### What the task asks
Pull out each line of the records below that contains the word "tall", and copy those lines.

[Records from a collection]
________________________

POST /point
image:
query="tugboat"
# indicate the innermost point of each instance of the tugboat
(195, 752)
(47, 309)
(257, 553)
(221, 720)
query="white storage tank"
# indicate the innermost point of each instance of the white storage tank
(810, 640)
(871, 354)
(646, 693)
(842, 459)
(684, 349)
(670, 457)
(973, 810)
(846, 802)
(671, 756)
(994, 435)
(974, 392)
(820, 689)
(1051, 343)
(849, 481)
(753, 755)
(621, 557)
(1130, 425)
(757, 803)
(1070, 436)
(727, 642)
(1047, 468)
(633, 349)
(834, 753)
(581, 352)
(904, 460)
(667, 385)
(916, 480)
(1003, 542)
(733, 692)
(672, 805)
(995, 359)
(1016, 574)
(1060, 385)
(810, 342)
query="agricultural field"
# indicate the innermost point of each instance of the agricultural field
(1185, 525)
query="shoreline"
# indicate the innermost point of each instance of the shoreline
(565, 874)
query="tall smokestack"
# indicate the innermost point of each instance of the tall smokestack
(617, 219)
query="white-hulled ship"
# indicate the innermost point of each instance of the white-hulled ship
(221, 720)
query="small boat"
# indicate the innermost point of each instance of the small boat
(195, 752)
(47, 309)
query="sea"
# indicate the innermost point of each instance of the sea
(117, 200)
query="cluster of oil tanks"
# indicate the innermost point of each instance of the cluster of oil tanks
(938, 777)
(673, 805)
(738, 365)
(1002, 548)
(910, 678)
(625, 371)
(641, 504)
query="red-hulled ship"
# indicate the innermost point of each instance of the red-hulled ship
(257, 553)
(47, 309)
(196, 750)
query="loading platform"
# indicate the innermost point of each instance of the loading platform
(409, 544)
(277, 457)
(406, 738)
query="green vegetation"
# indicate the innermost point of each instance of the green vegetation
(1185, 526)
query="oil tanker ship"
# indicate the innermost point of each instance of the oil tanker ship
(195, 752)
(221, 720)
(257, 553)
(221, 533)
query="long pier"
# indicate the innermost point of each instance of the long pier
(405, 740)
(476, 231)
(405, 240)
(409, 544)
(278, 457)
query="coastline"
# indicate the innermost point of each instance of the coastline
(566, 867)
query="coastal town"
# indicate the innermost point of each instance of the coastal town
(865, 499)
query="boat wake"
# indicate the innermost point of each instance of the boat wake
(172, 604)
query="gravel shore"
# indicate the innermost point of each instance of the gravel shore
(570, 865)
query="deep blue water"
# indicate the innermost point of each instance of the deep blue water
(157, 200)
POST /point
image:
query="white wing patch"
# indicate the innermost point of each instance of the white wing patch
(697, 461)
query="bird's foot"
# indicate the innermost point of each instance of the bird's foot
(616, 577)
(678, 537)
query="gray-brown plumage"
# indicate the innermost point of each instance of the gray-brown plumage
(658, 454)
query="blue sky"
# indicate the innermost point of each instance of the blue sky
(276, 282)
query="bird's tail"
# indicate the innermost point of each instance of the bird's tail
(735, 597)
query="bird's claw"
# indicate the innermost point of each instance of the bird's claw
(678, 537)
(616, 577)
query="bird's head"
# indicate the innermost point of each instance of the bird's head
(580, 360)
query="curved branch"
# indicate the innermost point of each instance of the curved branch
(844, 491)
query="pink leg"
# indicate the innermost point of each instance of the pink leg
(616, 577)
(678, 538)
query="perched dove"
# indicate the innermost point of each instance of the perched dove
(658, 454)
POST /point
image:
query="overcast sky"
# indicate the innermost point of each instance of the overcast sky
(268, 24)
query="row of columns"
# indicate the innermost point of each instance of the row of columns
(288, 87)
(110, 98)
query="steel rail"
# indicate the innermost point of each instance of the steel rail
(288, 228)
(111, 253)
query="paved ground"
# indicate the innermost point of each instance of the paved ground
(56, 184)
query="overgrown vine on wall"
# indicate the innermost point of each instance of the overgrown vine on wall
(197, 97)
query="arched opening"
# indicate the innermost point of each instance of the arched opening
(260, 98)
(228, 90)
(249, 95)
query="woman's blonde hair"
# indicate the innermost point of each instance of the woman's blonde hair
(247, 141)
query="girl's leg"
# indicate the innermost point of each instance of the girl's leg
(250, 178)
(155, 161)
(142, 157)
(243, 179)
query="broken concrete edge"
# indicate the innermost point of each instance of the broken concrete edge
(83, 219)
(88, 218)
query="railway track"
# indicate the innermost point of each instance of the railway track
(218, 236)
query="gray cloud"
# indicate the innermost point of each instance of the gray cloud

________________________

### Solution for this problem
query="tall smokestack"
# indicate the innermost point of each instance of the tall smokestack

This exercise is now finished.